** Text shown **

Common issues: Very few external mentions, mentions concentrated on low-authority sites, or inconsistent brand naming that makes it hard for AI models to associate mentions with your business.
Action: Invest in digital PR to earn mentions on authoritative sites. Standardize your brand name across all profiles. Engage in communities where your audience is active.
Our digital PR service builds citation networks on authoritative platforms that AI models trust.
8. Analyze your Bing and Google rankings for AI-relevant queries
AI retrieval systems use traditional search results as their starting point. If you do not rank well for the queries that trigger AI answers, you will not be surfaced for citation.
How to check:
- Identify 20-30 queries where AI assistants commonly generate synthesized answers in your industry.
- Check your rankings for those queries on both Google and Bing.
- Note any significant gaps between your Google and Bing performance.
Common issues: Solid Google rankings but poor Bing performance (or vice versa), or no rankings at all for high-value AI-relevant queries.
Action: Prioritize improving Bing rankings for your most important AI-relevant queries. Ensure your pages target the natural-language question formats that AI users ask. Add question-format keywords to your content where appropriate.
9. Evaluate your technical crawl health
Even the best content cannot be cited if AI systems cannot access it. Technical issues that block or slow crawlers hurt both SEO and GEO performance.
How to check:
- Run a crawl report (Screaming Frog, Sitebulb, or similar). Identify: broken links, excessive redirects, pages blocked by robots.txt, slow page load times, and redirect chains.

** Records provided **

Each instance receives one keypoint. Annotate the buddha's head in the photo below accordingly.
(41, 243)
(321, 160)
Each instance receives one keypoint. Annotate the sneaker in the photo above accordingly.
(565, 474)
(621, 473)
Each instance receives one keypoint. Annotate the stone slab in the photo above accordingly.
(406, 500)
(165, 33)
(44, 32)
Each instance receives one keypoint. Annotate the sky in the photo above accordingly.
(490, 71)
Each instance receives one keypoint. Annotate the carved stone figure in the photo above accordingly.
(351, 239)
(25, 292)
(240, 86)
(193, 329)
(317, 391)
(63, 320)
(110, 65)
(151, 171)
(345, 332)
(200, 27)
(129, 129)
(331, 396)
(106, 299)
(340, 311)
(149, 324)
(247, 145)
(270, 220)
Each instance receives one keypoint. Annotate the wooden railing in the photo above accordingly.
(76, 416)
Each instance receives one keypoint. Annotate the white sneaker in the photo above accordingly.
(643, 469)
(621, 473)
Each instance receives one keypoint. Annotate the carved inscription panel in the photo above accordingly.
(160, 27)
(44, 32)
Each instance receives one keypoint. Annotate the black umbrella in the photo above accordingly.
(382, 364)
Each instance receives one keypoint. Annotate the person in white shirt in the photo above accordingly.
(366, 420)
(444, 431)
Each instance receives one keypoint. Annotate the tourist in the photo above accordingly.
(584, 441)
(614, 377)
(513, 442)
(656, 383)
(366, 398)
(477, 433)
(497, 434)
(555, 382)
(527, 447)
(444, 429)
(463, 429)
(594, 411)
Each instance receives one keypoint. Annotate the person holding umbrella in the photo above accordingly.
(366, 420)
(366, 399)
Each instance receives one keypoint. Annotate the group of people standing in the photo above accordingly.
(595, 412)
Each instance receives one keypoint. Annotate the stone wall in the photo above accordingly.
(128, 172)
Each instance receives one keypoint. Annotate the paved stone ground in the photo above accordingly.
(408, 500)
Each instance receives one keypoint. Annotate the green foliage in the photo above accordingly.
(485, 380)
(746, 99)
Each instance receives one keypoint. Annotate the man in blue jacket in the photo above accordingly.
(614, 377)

** What to work on **
1: Using the audit text, mark each statement yes or no and quote the words that decide it: (a) AI retrieval systems start from traditional search results. (b) The check calls for identifying 50 to 100 queries. (c) Technical issues that block crawlers hurt only SEO.
2: Answer from the audit text:
(a) On which two search engines should rankings be checked?
(b) Which two crawl tools are named?
(c) What should be standardized across all profiles?

** Answers to the exercise **
1:
(a) Yes: "AI retrieval systems use traditional search results as their starting point."
(b) No: "Identify 20-30 queries where AI assistants commonly generate synthesized answers in your industry."
(c) No: "Technical issues that block or slow crawlers hurt both SEO and GEO performance."

2:
(a) Google and Bing
(b) Screaming Frog and Sitebulb
(c) The brand name